Your instructions: Write out the entries below once more, exactly.

——————

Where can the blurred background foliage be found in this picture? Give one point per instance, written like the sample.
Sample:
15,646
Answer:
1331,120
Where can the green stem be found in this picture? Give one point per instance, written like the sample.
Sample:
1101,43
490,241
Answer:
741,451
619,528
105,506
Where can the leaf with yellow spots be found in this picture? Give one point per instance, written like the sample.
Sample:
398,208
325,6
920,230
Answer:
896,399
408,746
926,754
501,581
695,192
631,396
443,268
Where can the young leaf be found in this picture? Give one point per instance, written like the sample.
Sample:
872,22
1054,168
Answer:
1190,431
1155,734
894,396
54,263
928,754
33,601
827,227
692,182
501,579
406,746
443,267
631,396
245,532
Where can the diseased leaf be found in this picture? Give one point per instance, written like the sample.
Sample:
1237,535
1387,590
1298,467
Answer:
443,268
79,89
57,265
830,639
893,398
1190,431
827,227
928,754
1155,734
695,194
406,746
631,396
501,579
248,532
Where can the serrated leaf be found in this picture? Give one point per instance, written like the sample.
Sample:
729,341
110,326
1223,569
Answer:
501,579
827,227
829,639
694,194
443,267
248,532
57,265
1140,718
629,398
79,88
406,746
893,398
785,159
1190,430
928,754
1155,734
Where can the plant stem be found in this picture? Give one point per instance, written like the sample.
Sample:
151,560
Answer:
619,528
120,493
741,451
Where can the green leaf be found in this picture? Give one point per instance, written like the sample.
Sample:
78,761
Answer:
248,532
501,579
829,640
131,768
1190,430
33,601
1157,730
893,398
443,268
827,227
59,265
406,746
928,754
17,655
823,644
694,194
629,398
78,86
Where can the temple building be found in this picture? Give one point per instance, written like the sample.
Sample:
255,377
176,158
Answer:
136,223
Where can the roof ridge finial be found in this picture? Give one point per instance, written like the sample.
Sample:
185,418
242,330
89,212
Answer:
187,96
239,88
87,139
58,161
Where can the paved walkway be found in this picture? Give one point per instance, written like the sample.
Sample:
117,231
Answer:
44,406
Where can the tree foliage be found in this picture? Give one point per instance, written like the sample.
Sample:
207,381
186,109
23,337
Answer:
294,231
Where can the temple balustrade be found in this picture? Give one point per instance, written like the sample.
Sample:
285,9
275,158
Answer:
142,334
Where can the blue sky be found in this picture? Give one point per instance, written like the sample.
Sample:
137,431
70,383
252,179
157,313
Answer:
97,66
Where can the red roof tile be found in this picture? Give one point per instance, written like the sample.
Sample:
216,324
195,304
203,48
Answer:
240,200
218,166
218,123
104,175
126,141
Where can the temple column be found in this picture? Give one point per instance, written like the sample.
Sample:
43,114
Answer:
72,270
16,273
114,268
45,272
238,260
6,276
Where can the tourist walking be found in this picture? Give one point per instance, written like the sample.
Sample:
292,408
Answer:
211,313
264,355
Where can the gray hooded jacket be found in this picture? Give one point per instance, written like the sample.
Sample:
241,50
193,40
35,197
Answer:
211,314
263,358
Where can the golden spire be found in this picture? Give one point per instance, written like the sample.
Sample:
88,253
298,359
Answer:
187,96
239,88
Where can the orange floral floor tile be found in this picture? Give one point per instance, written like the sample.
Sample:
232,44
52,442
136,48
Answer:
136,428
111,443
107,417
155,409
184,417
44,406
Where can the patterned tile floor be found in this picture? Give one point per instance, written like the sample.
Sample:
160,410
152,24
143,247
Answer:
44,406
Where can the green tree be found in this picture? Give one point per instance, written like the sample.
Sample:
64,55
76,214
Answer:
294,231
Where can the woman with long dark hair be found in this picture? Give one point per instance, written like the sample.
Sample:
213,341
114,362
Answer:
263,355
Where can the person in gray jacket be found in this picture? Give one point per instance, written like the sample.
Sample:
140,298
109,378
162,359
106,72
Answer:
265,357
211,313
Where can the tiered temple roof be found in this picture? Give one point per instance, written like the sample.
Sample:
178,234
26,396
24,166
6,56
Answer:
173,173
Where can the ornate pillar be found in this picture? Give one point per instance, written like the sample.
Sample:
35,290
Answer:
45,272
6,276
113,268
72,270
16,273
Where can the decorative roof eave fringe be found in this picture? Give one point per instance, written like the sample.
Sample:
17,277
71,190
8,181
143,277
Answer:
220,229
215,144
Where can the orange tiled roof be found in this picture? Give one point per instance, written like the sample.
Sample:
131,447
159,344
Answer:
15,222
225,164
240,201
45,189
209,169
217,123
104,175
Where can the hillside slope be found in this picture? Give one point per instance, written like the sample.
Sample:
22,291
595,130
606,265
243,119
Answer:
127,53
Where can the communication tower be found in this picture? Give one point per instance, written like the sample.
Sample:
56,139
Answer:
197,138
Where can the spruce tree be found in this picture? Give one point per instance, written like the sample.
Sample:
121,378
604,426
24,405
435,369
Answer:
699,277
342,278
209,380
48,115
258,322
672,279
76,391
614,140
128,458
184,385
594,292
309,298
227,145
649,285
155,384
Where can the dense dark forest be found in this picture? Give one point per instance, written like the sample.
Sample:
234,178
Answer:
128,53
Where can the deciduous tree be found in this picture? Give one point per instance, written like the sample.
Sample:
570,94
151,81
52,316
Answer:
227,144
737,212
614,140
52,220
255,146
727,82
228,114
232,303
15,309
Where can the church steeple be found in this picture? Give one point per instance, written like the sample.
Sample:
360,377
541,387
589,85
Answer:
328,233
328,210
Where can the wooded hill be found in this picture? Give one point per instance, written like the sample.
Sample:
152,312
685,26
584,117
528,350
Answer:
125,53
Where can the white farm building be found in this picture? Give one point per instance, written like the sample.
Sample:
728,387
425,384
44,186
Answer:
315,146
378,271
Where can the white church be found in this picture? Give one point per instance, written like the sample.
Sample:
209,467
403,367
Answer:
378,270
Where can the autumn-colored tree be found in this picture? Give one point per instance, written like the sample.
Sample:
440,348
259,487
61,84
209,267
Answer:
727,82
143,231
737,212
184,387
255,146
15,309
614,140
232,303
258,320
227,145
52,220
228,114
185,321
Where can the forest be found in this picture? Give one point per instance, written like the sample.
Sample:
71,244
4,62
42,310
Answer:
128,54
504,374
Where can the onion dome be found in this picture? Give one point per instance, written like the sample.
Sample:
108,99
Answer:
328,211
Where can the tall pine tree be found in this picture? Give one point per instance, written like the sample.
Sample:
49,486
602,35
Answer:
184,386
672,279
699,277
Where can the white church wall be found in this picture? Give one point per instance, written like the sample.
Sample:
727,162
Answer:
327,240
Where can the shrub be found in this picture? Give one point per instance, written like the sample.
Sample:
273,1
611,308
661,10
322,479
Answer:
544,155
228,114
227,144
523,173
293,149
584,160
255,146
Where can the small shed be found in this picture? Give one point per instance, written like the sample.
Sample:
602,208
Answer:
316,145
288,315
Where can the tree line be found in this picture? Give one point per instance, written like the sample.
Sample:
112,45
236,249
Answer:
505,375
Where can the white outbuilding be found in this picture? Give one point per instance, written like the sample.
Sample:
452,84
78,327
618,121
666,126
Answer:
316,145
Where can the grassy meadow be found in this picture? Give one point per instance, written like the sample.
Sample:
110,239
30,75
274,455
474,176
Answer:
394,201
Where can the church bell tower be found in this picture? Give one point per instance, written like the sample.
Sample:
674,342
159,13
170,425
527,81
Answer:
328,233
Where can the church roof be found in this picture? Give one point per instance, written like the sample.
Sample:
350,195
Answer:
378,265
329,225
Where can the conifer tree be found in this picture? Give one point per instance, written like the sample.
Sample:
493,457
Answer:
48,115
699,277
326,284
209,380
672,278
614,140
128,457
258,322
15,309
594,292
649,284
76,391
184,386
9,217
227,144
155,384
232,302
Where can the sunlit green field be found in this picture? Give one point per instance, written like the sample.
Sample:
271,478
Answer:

——————

Solution to this problem:
Where can the blurred background foliage be found in this picture? Give one point per instance, written like the sample.
Sample:
15,646
Answer:
1331,120
Where can the green stem be found in this picture? Give one point per instance, written like the sample.
Sample:
1101,43
490,241
Answer:
741,451
619,528
105,506
Where can the leaf with yellow spots be found in this picture? Give one point per instance, written like the sample.
Sample:
398,208
325,6
920,230
Answer:
896,399
408,746
926,754
501,581
695,192
631,396
443,268
Where can the young leaf be found in this picture? Give one point per instance, written like the sample.
Sample:
872,22
1054,168
Answer:
1190,431
1155,734
894,396
54,263
928,754
33,601
827,227
692,182
501,579
406,746
443,267
631,396
245,532
Where can the diseased leaf be found in this picture? Give one point per instance, written like the sample.
Sample:
1237,535
1387,590
1298,467
Answer:
443,268
79,89
57,265
830,639
893,398
1190,431
827,227
928,754
1155,734
695,194
406,746
631,396
501,579
248,532
Where can the serrated leaf be found in this picture? Give one point per instance, written like the sample.
Sample:
729,341
110,326
1223,569
Answer:
501,579
827,227
829,639
694,194
443,267
248,532
57,265
1140,718
629,398
79,88
406,746
893,398
785,159
1190,430
928,754
1155,734
Where can the plant stem be found in this picture? Give one point per instance, written like the sample.
Sample:
151,560
Answer:
619,528
120,493
741,451
Where can the green leaf be found in this picture? Give one point per instance, written like the sample.
Sample:
78,761
Answer:
248,532
501,579
829,640
131,768
1190,430
33,601
1157,730
893,398
443,268
827,227
59,265
406,746
928,754
17,655
823,644
694,194
629,398
78,86
Where can the temple building be found in this picture? Give one point per instance, written like the sample.
Sample:
255,377
176,158
Answer:
136,223
Where can the roof ridge finial be found in this picture? Give one point per instance, written like the sample.
Sample:
185,418
242,330
89,212
Answer:
187,96
239,88
87,139
58,161
Where can the paved walkway be found in this picture? Give one point per instance, written like the sample.
Sample:
117,231
Answer:
44,406
Where can the tree foliage be found in this picture? Give one point per instance, written like the sample.
Sample:
207,381
186,109
23,337
Answer:
294,231
Where can the temple balustrade be found in this picture? Give one point per instance, written like the sample.
Sample:
285,9
275,158
Answer:
142,334
Where can the blue sky be found in this picture? Give one point per instance, written like the sample.
Sample:
137,431
70,383
252,179
157,313
Answer:
97,66
Where can the red roof tile be found in this picture? Give one point per instance, written like the sample.
Sample:
216,324
195,304
203,48
Answer:
240,200
218,166
218,123
104,175
126,141
Where can the temple column be found in this picture? Give one point per instance, written like the sample.
Sample:
43,114
Answer:
72,270
16,273
114,268
45,272
238,260
6,276
Where can the tourist walking be found in this picture? Give one point per instance, written like the sample.
Sample:
292,408
Answer:
211,313
264,355
Where can the gray hooded jacket be found in this picture? Give one point per instance, written like the sample.
Sample:
241,50
193,40
35,197
Answer:
211,314
263,358
Where can the golden spire be found in this picture? Give one point per instance, written like the sample.
Sample:
88,253
298,359
Answer:
187,96
239,88
Where can the orange floral floor tile be found in this picture? Give one point per instance, written like the sample.
Sample:
232,44
52,442
136,48
Answer:
136,428
111,443
107,417
155,409
184,417
44,406
Where can the patterned tile floor be found in this picture? Give one point per instance, written like the sample.
Sample:
160,410
152,24
143,247
Answer:
44,406
Where can the green tree be found in this picture? Give one point per instance, written like the sample.
Sample:
64,55
76,214
Answer:
294,231
Where can the woman with long dark hair be found in this picture? Give one point per instance, written like the sample.
Sample:
213,341
114,362
Answer:
263,355
Where can the person in gray jacket be found in this picture? Give one point per instance, written like the sample.
Sample:
140,298
109,378
162,359
106,72
Answer:
265,357
211,313
Where can the tiered temple roof be found in this picture? Give one point per instance, written like the sample.
Sample:
178,234
26,396
24,166
6,56
Answer:
173,173
Where can the ornate pillar be found in this picture? Give one point per instance, written like the sample.
Sample:
35,290
Answer:
45,272
6,276
113,268
72,270
16,273
Where can the decorative roof eave fringe be found in this picture? Give one point per instance, written like the sample.
Sample:
17,277
71,190
8,181
143,277
Answer:
220,229
215,144
Where can the orange tiled roof be found in this picture? Give one point per instance, written like the sample.
Sample:
131,447
159,344
Answer:
15,222
225,164
240,201
45,189
209,169
217,123
104,175
Where can the hillside slope be found in this picture? Give one point per instance, written like the sample.
Sample:
22,291
595,130
606,265
243,119
Answer:
127,53
Where can the communication tower be found in this picture? Give one point per instance, written like the sample.
Sample:
56,139
Answer:
197,138
Where can the spruce tree be found in this picture? Give one point per instance, written like the sample.
Sample:
121,378
604,426
24,405
435,369
Answer:
699,277
342,278
209,380
48,115
258,322
672,279
76,391
614,140
128,458
184,385
594,292
309,298
227,145
649,285
155,384
Where can the dense dark forest be found in this picture? Give one point per instance, written like the sample.
Sample:
234,178
Answer:
128,53
Where can the deciduous tree be found in this picture? Give one point per instance, written like the sample.
Sample:
570,94
151,81
52,316
Answer:
227,144
737,212
614,140
52,220
255,146
727,82
228,114
232,303
15,309
Where can the church steeple be found in this picture? Give one point per instance, written like the sample.
Sample:
360,377
541,387
589,85
Answer:
328,233
328,210
Where can the wooded hill be found in this picture? Give one point per instance, written like the sample.
Sample:
152,312
685,26
584,117
528,350
Answer:
125,53
Where can the white farm building be found in this picture? Give one point per instance, written like the sample.
Sample:
728,387
425,384
44,186
Answer:
315,146
378,271
Where can the white church be found in this picture? Give one point per instance, written like the sample.
Sample:
209,467
403,367
Answer:
378,270
Where can the autumn-colored tree be found in this picture? Give one point per instance, written like the sample.
Sample:
440,348
259,487
61,84
209,267
Answer:
727,82
143,231
737,212
184,387
255,146
15,309
614,140
232,303
258,320
227,145
52,220
228,114
185,321
Where can the forest be found in this picture? Give one point per instance, written like the sample.
Sample:
71,244
4,62
42,310
Answer:
128,54
504,374
Where can the onion dome be found in this picture? Give one point per instance, written like the sample.
Sample:
108,99
Answer:
328,211
Where can the tall pine tree be found in this picture? Give one point per instance, written like the sample.
Sample:
49,486
602,35
Answer:
184,386
672,279
699,277
Where can the white church wall be found in this picture? Give one point per instance, written like the sample.
Sample:
727,162
Answer:
327,240
Where can the shrub be found in this picture? Give one point per instance, written like the sample.
Sample:
273,1
611,308
661,10
322,479
Answer:
544,155
228,114
227,144
523,173
293,149
584,160
255,146
Where can the small shed be found in this picture? Give one point per instance, written like the sample.
Sample:
602,208
Answer:
316,145
288,315
Where can the tree line be found in this picture? Give one point per instance, written like the sample.
Sample:
112,45
236,249
Answer:
505,375
Where can the white outbuilding be found in this picture? Give one point per instance, written like the sample.
Sample:
452,84
78,327
618,121
666,126
Answer:
316,145
Where can the grassy meadow be found in this picture? Give one point per instance, written like the sample.
Sample:
110,239
30,75
274,455
474,176
Answer:
394,201
Where can the church bell tower be found in this picture? Give one point per instance, written like the sample.
Sample:
674,342
159,13
170,425
527,81
Answer:
328,233
Where can the church roof be found in this picture? Give one point per instance, written like the sample.
Sample:
350,195
Answer:
378,265
329,225
Where can the conifer tree be found in this picture? Give one point per instance, written like the sample.
Sample:
493,457
Answer:
48,115
699,277
326,284
209,380
672,278
614,140
128,457
258,322
15,309
594,292
649,284
76,391
184,386
9,217
227,144
155,384
232,302
Where can the sunlit green field be found in this picture? Give one point per instance, written like the sample.
Sample:
271,478
Answer:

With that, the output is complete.